> **Le consegne**:
(A) Stabilisci se ciascuna affermazione concorda con l'articolo sullo IOR: (i) lo IOR nasce nel 1942 con Papa Pio XII; (ii) con il motu proprio lo IOR ottiene l'esclusiva sugli investimenti; (iii) l'APSA può gestire liquidità anche tramite banche esterne. Per ognuna rispondi sì o no e cita alla lettera le parole decisive.
(B) Nell'articolo sullo IOR, riscrivi tutto il tratto da "Ma facciamo un" giù fino a "gli scandali futuri.", rinominando "opere pie" in "istituzioni pie".
(C) Secondo l'articolo sullo IOR, in quali decenni lo IOR si intreccia con la finanza italiana più controversa?

> **Estratto**:

Ior, dal crac Ambrosiano alla rivoluzione di Leone XIV: la banca del Vaticano "cambia volto" dopo decenni di scandali
Lo IOR perde l’esclusiva sugli investimenti e l’APSA può gestire liquidità tramite banche esterne, segnando una nuova fase di trasparenza e collaborazione internazionale dopo decenni di scandali e controversie interne.
Papa Leone XIV
Ior, come il Vaticano prova a ripulire la sua banca storica dopo anni di scandali
La finanza del Vaticano torna sotto i riflettori. Con un motu proprio, Papa Leone XIV ha ridisegnato il ruolo dell’Istituto per le Opere di Religione (IOR), cancellando l’esclusiva sugli investimenti e permettendo all’Amministrazione del Patrimonio della Sede Apostolica (APSA) di gestire liquidità e operazioni finanziarie anche tramite banche esterne. Una scelta che segna una nuova fase per lo IOR e potrebbe chiudere una contesa interna tra trasparenza e autonomie storiche che dura almeno da cinquant’anni.
Ma facciamo un passo indietro. Lo IOR nasce nel 1942 con Papa Pio XII, ereditando competenze di commissioni precedenti che amministravano beni, lasciti e opere pie. Fin dalle origini, l’istituto gode di privilegi fiscali e libertà operative che lo rendono centrale nella finanza vaticana, ma anche terreno fertile per operazioni opache. Negli anni ’60 e ’70, lo IOR si intreccia con la finanza italiana più controversa, preparando il terreno per gli scandali futuri.

Voci di dati archiviati:
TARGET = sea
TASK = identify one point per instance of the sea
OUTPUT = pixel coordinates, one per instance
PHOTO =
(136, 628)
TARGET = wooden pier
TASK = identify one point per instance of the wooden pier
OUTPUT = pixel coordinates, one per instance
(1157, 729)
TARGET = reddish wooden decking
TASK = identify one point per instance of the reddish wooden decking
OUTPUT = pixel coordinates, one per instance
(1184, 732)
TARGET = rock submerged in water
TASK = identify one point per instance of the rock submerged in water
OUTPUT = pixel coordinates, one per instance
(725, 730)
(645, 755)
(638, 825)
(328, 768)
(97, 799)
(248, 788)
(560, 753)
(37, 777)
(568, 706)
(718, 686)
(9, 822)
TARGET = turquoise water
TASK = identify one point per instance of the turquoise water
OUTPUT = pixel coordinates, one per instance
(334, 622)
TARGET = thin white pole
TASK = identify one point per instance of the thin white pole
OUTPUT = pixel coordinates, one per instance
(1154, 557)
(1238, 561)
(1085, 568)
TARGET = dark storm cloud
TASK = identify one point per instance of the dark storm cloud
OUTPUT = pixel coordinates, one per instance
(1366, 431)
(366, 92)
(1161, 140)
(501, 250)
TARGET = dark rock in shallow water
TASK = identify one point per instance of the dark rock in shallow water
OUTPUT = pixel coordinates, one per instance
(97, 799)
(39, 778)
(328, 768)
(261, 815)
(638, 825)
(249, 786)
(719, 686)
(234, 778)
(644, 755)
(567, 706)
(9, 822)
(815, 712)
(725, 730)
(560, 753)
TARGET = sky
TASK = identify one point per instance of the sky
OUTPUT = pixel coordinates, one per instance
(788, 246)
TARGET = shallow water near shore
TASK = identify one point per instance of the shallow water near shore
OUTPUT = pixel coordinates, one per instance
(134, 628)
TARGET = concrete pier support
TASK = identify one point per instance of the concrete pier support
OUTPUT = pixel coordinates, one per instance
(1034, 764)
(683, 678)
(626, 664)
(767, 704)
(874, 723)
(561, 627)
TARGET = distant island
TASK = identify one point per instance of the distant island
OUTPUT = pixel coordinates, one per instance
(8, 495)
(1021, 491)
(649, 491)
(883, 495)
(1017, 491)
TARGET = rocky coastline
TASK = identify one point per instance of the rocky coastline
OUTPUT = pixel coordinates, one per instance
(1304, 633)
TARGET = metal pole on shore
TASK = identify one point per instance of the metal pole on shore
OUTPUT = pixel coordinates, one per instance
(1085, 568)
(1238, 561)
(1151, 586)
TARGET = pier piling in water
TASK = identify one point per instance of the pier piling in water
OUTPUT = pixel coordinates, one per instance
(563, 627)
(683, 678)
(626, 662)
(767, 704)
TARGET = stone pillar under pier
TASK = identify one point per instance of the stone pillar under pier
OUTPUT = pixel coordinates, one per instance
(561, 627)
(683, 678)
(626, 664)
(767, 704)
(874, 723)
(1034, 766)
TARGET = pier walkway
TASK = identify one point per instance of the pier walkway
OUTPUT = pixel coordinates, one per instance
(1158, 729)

> **Le risposte**:
(A)
(i) Sì: «Lo IOR nasce nel 1942 con Papa Pio XII»
(ii) No: «cancellando l’esclusiva sugli investimenti»
(iii) Sì: «permettendo all’Amministrazione del Patrimonio della Sede Apostolica (APSA) di gestire liquidità e operazioni finanziarie anche tramite banche esterne»

(B)
Ma facciamo un passo indietro. Lo IOR nasce nel 1942 con Papa Pio XII, ereditando competenze di commissioni precedenti che amministravano beni, lasciti e istituzioni pie. Fin dalle origini, l’istituto gode di privilegi fiscali e libertà operative che lo rendono centrale nella finanza vaticana, ma anche terreno fertile per operazioni opache. Negli anni ’60 e ’70, lo IOR si intreccia con la finanza italiana più controversa, preparando il terreno per gli scandali futuri.

(C) Negli anni ’60 e ’70.